## Passage to read
######
It all seems rather mad!

I cannot agree with those who blame the supermarkets for this behaviour, it’s our choice yet we don’t tend to make the right choice, and I accept Dizzy’s point that we even make the wrong choices once we get the food home and into the fridge. Supermarkets have got much better at managing their own waste, food which is nearing it’s sell by date is often reduced to move it off the shelf quicker, there is no advantage to them in filling their skips with waste food (they pay a high price for having their waste collected so they like to cut the costs here too.) Smaller outlets and local shops also have mechanisms in place to reduce the amount of waste they produce, I like to recall the name used by one of my former work colleagues who describes a shop in Frederick Street, South Shields as “second hand Greggs”, it may sound disrespectful but the company is using this one outlet to sell off it’s products at discounted rates simply because they are now 24 hours old, but at least they are not throwing it all away. Others have arrangements to have food waste collected and reprocessed and recycled as animal feeds, again to prevent waste collection charges and as a positive measure to reduce landfill.

So business and retailers are doing their bit, it is the consumer who is failing to recognise the consequences of their own poor choices and decisions that results in such a mountain of waste, yet it need not be so. My mother made a virtue of using left overs to make a second nutritional meal for the family, my father even recycled chicken bones to make soups, and by consuming little and more often we are likely to buy only the things we really need rather than over indulging our fantasies about what we can actually eat in a week.

It may not help the “freegans” if we waste less, it may not help Tesco if we buy less, but hey it might help the family budget as food prices rise and shortages become more apparent. Market, price, supply, and demand, more often than not help to even things out, that’s the beauty of Adam Smith’s invisible hand.
######
## To do
A: In the passage on food waste, what did the writer's father recycle to make soups?
B: Reproduce the passage on food waste word for word from "So business and" to "Smith’s invisible hand.".
######
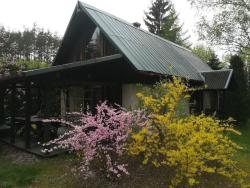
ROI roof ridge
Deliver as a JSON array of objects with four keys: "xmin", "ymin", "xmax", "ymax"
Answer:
[
  {"xmin": 78, "ymin": 1, "xmax": 192, "ymax": 52},
  {"xmin": 200, "ymin": 69, "xmax": 233, "ymax": 73}
]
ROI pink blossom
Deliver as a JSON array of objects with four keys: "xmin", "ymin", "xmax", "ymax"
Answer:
[{"xmin": 46, "ymin": 102, "xmax": 146, "ymax": 177}]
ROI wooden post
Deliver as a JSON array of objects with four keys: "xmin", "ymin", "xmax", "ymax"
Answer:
[
  {"xmin": 0, "ymin": 88, "xmax": 5, "ymax": 126},
  {"xmin": 25, "ymin": 81, "xmax": 31, "ymax": 148},
  {"xmin": 10, "ymin": 84, "xmax": 16, "ymax": 144}
]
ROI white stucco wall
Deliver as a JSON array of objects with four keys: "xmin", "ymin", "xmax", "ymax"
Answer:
[{"xmin": 122, "ymin": 84, "xmax": 138, "ymax": 109}]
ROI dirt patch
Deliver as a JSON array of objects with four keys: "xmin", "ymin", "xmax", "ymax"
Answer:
[{"xmin": 0, "ymin": 143, "xmax": 40, "ymax": 164}]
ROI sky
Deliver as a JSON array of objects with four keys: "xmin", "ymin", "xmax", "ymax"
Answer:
[{"xmin": 0, "ymin": 0, "xmax": 203, "ymax": 48}]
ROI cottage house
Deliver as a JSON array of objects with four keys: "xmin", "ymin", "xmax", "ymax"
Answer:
[{"xmin": 0, "ymin": 2, "xmax": 232, "ymax": 153}]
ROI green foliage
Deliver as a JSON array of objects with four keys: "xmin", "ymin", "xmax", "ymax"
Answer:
[
  {"xmin": 0, "ymin": 25, "xmax": 60, "ymax": 63},
  {"xmin": 223, "ymin": 55, "xmax": 250, "ymax": 123},
  {"xmin": 128, "ymin": 78, "xmax": 245, "ymax": 187},
  {"xmin": 144, "ymin": 0, "xmax": 190, "ymax": 47},
  {"xmin": 0, "ymin": 58, "xmax": 51, "ymax": 74},
  {"xmin": 189, "ymin": 0, "xmax": 250, "ymax": 55}
]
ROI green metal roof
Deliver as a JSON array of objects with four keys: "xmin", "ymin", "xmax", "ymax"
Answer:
[
  {"xmin": 77, "ymin": 2, "xmax": 211, "ymax": 81},
  {"xmin": 201, "ymin": 69, "xmax": 233, "ymax": 90},
  {"xmin": 0, "ymin": 54, "xmax": 123, "ymax": 83}
]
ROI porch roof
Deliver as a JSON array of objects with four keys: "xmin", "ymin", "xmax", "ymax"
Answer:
[
  {"xmin": 0, "ymin": 54, "xmax": 123, "ymax": 83},
  {"xmin": 201, "ymin": 69, "xmax": 233, "ymax": 90}
]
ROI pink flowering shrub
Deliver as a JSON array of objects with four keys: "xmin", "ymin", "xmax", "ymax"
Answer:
[{"xmin": 43, "ymin": 102, "xmax": 145, "ymax": 177}]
######
## Answers for the tasks
A: Chicken bones.

B:
So business and retailers are doing their bit, it is the consumer who is failing to recognise the consequences of their own poor choices and decisions that results in such a mountain of waste, yet it need not be so. My mother made a virtue of using left overs to make a second nutritional meal for the family, my father even recycled chicken bones to make soups, and by consuming little and more often we are likely to buy only the things we really need rather than over indulging our fantasies about what we can actually eat in a week.

It may not help the “freegans” if we waste less, it may not help Tesco if we buy less, but hey it might help the family budget as food prices rise and shortages become more apparent. Market, price, supply, and demand, more often than not help to even things out, that’s the beauty of Adam Smith’s invisible hand.